(ТЕКСТ ДОКУМЕНТА):

#####

Изоляционизм, левый и правый

 

Изоляционист – это позорная кличка, которой припечатывали противников вступления Америки во Вторую мировую войну. Поскольку это слово часто подразумевало приверженность нацизму, оно обозначало правых, причем с крайне неприятным душком. Подразумевалось, что даже если изоляционисты и не являются прямыми пособниками нацистов, то во всяком случае это люди недалекие и невежественные в делах этого мира – в отличие от умудренных, искушенных, неравнодушных интернационалистов, выступавших за активное участие Америки в мировой политике. В последнее десятилетие, разумеется, участников антивоенного движения считают леваками, и интервенционисты – от Линдона Джонсона до Джимми Картера – постоянно называют сегодняшних левых изоляционистами или, по крайней мере, неоизоляционистами.

#####

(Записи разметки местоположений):
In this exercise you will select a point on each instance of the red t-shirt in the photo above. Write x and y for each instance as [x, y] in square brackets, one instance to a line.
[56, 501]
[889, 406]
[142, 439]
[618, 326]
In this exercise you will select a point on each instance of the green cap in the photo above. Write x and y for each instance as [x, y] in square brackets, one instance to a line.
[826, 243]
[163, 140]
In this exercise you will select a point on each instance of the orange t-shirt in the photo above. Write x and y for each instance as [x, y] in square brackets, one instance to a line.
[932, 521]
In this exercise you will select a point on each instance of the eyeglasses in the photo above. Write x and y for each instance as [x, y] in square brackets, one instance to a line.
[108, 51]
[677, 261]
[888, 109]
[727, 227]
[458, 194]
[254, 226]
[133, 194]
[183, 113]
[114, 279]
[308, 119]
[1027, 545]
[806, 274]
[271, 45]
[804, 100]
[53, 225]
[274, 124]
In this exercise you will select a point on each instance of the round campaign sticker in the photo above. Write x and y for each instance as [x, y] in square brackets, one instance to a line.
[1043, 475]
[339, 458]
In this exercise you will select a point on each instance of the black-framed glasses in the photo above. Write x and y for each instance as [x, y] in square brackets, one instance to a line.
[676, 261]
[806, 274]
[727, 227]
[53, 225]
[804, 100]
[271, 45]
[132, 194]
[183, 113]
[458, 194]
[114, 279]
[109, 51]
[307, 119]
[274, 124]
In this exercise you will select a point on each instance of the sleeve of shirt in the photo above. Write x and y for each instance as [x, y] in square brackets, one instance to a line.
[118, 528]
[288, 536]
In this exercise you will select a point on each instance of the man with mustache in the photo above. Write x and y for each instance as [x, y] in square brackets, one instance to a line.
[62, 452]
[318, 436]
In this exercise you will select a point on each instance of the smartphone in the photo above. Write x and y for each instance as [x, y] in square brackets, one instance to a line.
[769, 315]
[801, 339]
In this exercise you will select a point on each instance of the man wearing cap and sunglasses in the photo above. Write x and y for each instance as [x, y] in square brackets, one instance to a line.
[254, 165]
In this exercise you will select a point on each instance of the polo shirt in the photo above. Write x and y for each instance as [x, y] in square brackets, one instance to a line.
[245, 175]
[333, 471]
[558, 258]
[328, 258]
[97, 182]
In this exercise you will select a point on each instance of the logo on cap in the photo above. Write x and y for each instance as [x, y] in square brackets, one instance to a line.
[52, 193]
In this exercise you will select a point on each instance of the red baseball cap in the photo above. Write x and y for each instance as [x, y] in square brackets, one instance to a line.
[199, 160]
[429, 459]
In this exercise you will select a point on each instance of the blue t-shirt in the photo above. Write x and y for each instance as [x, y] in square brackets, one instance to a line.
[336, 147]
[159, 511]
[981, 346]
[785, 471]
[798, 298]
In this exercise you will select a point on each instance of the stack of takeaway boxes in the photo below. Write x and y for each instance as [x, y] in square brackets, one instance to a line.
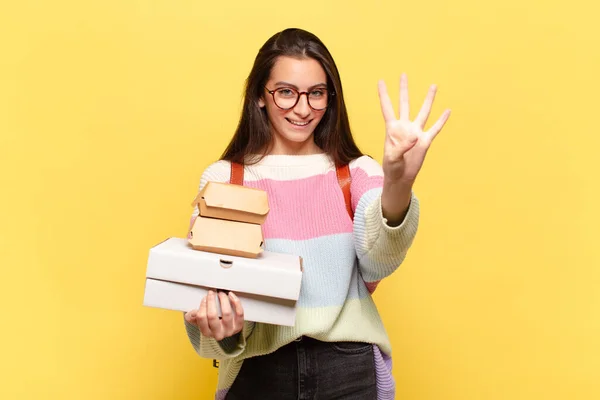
[224, 252]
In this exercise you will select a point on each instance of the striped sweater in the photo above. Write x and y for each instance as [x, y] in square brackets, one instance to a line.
[342, 258]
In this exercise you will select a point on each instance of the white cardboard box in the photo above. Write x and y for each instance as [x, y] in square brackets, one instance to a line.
[177, 277]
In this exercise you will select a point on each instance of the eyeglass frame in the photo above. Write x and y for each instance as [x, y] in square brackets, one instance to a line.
[272, 93]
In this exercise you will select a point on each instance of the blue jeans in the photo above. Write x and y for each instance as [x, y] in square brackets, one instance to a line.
[308, 369]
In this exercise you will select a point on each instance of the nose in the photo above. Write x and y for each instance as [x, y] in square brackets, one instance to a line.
[302, 109]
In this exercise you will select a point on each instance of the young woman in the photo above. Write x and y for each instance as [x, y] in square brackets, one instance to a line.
[292, 138]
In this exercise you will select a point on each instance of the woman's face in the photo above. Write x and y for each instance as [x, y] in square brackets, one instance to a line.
[293, 128]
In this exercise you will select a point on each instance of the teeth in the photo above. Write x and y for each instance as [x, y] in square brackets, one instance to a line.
[298, 123]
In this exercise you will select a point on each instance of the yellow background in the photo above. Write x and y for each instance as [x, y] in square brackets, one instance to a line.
[110, 110]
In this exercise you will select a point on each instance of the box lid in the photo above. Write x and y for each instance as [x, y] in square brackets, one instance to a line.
[270, 274]
[226, 237]
[232, 202]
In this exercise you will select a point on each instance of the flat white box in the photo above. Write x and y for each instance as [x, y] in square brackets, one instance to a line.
[178, 276]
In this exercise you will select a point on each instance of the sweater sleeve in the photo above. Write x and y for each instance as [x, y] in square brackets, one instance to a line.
[380, 248]
[208, 347]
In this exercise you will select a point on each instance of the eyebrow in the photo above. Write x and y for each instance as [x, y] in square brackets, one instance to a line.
[296, 87]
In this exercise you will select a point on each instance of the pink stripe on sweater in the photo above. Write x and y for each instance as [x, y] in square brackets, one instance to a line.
[305, 208]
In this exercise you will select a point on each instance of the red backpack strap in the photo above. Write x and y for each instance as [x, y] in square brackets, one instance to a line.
[237, 174]
[344, 180]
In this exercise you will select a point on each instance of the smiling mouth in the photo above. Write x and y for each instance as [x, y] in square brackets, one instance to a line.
[297, 123]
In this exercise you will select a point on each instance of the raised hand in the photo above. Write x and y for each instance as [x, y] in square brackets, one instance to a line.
[406, 141]
[207, 319]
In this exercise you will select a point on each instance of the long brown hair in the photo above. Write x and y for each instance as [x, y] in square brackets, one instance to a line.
[253, 135]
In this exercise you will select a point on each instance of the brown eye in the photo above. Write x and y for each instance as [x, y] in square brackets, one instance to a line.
[286, 92]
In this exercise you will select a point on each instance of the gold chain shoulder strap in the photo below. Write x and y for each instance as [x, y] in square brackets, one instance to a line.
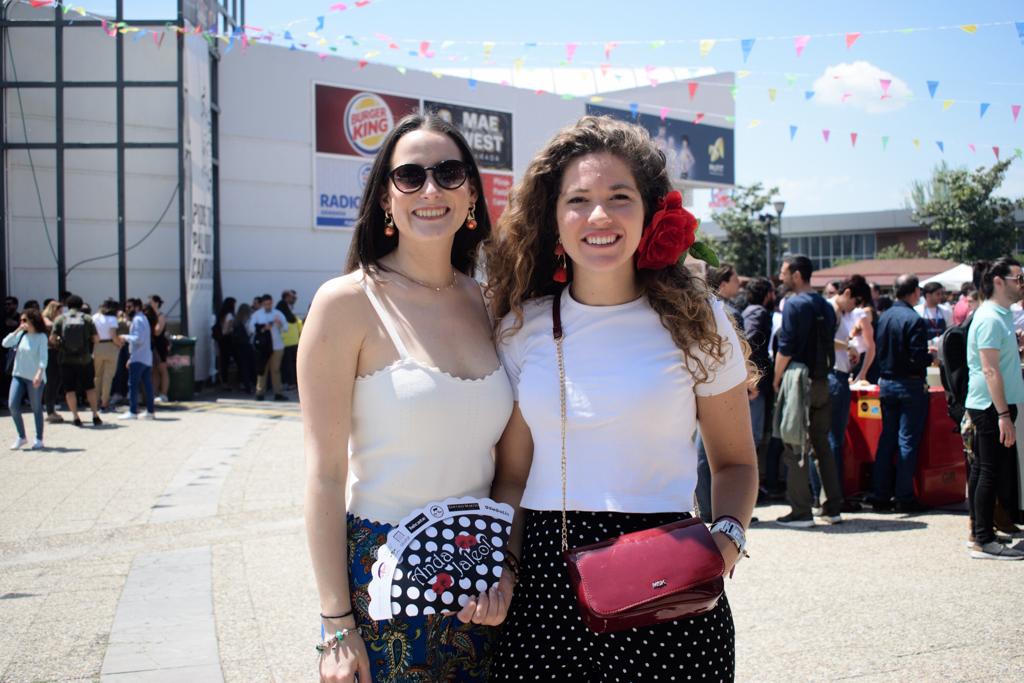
[556, 316]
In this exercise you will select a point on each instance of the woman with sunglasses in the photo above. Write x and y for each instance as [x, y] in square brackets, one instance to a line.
[402, 400]
[29, 373]
[616, 352]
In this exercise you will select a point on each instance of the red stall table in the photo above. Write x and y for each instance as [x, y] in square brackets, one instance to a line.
[941, 475]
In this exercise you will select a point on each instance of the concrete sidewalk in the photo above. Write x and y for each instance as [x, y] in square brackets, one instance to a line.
[173, 550]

#####

(ЧТО СДЕЛАТЬ):
**A.** Какие слова на «-ист», обозначающие приверженцев политических взглядов, встречаются в тексте об изоляционизме? Приведите каждое один раз в именительном падеже единственного числа в порядке первого появления.
**B.** Допишите следующую часть текста об изоляционизме, начав сразу после его последнего предложения.
Список здесь никакой роли не играет.

(ОТВЕТЫ ПО ЗАДАНИЯМ):
**A.** изоляционист, нацист, интернационалист, интервенционист, неоизоляционист

**B.**
Так левые или правые? В период Первой мировой противников войны записывали, так же как сегодня, в леваки, при том что среди них были либертарианцы и сторонники свободного капитализма. Собственно говоря, в центре противодействия американской войне с Испанией и подавлению восстания на Филиппинах на рубеже XIX и XX столетий были либеральные сторонники нестесненной экономической свободы, такие как социолог и экономист Уильям Грэм Самнер и бостонский торговец Эдвард Аткинсон, основавшие Антиимпериалистическую лигу». Более того, Аткинсон и Самнер были твердыми последователями великой традиции классического английского либерализма XVIII и XIX веков и, прежде всего, таких экстремистов, как Ричард Кобден и Джон Брайт из манчестерской школы. Кобден и Брайт оказывались во главе протестующих против каждой из войн, которые вела Британия, против каждого акта политического вмешательства за рубежом, и за эти достижения Кобден получил репутацию не изоляциониста, а интернационалиста[1].До конца 1930‑х годов противников войны считали подлинными интернационалистами, противниками империалистической политики и сторонниками мира, мирной торговли, свободы иммиграции и мирного культурного обмена между народами всех стран. Иностранная интервенция интернациональна только в том смысле, что интернациональна сама война: насилие посредством угроз или с прямым участием вооруженных сил всегда осуществляется через разделяющие народы границы между странами.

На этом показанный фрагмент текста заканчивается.